→ Task statement:
How many lines in the data below contain the string "wall"? Reply with the number alone.

(Labeled point records)
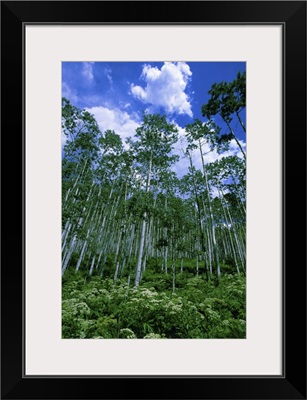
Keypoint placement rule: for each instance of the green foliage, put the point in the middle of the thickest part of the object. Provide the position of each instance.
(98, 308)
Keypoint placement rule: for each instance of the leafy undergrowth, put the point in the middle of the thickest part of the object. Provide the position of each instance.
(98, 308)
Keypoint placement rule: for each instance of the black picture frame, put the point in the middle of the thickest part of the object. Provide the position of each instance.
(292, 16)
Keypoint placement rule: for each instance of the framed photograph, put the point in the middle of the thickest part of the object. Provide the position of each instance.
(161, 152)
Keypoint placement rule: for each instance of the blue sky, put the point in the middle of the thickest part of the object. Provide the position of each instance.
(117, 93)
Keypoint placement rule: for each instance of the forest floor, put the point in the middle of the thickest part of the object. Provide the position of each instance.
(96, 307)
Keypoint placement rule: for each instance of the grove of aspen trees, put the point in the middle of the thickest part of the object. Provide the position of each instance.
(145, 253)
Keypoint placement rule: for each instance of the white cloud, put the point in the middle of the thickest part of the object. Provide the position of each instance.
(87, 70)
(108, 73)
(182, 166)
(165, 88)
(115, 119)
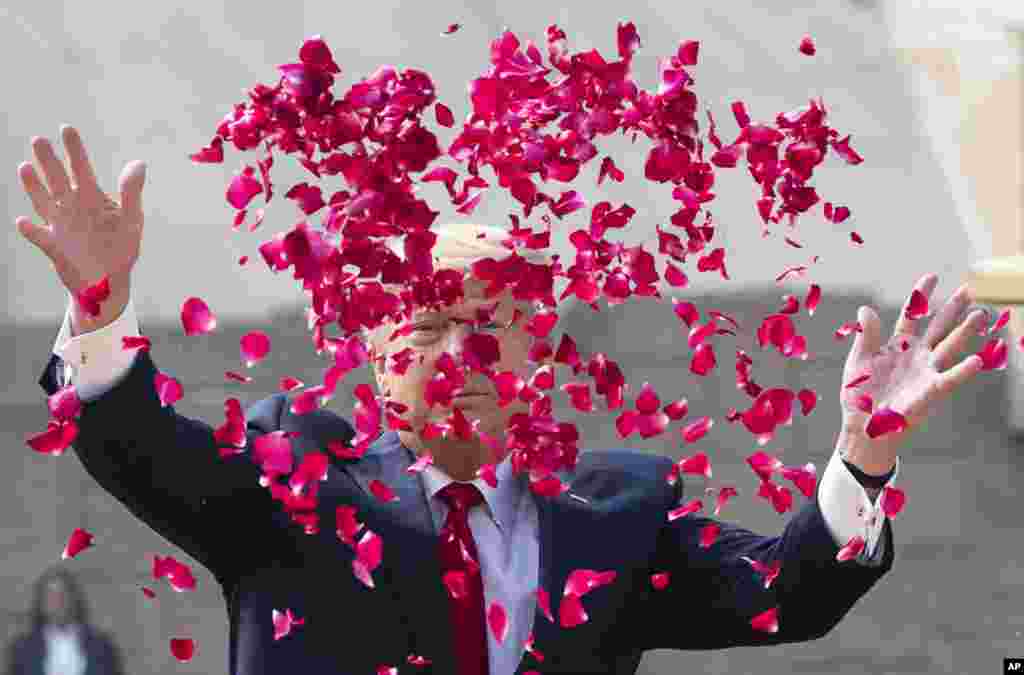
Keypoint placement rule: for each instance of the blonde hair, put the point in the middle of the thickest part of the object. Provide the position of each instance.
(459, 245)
* * *
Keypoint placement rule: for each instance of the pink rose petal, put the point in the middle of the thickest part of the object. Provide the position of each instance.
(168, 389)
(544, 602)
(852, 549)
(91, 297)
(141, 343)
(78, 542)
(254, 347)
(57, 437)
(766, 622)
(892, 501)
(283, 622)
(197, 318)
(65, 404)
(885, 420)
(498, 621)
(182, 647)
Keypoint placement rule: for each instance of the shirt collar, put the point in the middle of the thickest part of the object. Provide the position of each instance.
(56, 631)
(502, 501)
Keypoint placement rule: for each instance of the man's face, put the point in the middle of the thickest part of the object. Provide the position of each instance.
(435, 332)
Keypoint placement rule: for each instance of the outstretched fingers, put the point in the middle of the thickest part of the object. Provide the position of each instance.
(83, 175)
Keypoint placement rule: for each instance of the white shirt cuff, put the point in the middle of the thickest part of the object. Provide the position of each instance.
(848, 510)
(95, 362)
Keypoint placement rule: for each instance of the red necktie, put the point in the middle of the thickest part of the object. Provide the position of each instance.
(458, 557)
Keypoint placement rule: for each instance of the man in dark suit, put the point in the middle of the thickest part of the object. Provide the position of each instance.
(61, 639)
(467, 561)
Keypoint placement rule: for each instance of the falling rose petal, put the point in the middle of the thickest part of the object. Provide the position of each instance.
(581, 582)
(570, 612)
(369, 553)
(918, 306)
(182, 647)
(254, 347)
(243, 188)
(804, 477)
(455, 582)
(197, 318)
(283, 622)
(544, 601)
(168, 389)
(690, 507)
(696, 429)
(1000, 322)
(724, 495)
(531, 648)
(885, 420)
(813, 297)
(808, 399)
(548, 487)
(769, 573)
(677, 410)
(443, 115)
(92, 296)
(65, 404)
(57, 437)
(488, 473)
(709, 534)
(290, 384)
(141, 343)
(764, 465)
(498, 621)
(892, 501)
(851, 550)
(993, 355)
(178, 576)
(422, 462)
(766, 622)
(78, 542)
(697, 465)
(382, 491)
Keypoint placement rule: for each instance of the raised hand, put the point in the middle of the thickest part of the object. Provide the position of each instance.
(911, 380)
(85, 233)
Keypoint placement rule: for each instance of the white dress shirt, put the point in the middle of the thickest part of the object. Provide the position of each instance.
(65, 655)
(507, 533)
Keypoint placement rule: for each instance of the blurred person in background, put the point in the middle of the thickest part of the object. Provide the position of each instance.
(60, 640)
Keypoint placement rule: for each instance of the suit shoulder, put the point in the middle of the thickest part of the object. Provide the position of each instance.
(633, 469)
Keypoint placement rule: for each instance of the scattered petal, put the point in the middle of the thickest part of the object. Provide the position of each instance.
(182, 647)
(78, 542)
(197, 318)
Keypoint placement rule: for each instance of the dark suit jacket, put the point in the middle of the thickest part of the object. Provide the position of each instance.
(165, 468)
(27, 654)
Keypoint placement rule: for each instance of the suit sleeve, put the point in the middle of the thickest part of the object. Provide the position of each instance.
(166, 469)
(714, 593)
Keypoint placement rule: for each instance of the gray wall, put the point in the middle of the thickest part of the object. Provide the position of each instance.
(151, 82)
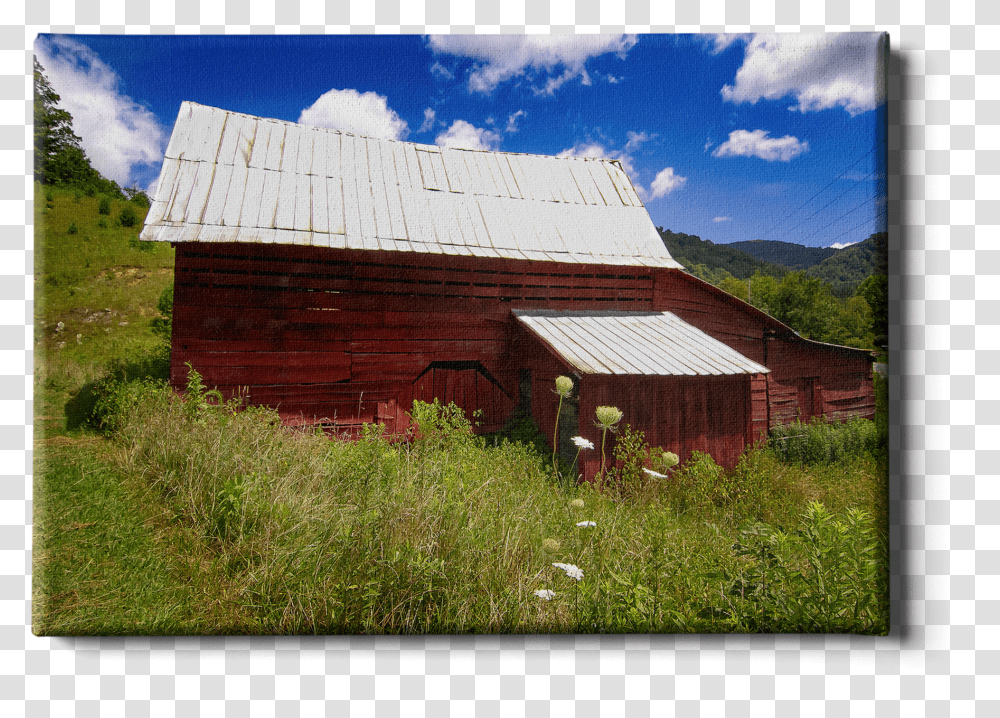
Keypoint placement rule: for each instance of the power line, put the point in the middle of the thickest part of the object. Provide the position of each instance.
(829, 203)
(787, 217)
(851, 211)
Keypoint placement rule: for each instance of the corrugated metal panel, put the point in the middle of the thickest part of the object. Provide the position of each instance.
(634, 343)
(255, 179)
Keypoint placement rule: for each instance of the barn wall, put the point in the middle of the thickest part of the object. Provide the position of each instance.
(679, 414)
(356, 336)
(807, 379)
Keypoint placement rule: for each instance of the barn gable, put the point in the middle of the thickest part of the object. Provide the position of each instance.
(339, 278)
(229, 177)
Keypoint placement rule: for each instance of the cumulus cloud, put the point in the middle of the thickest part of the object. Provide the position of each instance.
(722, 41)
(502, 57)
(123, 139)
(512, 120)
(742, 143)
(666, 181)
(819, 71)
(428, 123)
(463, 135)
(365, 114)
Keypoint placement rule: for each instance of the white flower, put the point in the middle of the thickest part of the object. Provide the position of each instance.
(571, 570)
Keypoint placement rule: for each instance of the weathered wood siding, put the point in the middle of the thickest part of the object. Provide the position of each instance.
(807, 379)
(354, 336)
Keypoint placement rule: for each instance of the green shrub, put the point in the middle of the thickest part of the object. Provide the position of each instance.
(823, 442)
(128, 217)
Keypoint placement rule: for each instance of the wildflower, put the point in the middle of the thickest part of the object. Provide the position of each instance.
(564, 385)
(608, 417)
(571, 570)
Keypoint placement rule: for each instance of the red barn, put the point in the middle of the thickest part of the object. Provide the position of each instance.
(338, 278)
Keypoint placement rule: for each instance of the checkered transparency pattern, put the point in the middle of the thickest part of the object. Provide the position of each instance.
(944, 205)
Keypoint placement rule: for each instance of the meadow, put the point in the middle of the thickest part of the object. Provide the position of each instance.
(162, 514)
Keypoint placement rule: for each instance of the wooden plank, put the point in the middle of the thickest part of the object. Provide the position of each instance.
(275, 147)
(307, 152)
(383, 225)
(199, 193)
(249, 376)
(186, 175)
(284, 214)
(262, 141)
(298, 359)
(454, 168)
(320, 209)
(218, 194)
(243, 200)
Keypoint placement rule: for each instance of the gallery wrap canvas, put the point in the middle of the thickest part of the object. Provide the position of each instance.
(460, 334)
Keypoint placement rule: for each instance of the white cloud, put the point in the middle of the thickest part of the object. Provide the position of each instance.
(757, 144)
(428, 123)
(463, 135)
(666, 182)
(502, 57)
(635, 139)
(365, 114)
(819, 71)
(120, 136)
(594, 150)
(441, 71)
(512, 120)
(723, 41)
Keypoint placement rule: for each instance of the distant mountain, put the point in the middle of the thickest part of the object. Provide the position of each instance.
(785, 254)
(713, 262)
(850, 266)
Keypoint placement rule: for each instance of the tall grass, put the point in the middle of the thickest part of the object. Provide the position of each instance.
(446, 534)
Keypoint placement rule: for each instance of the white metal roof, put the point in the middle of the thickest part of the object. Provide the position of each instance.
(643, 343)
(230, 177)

→ The solution:
2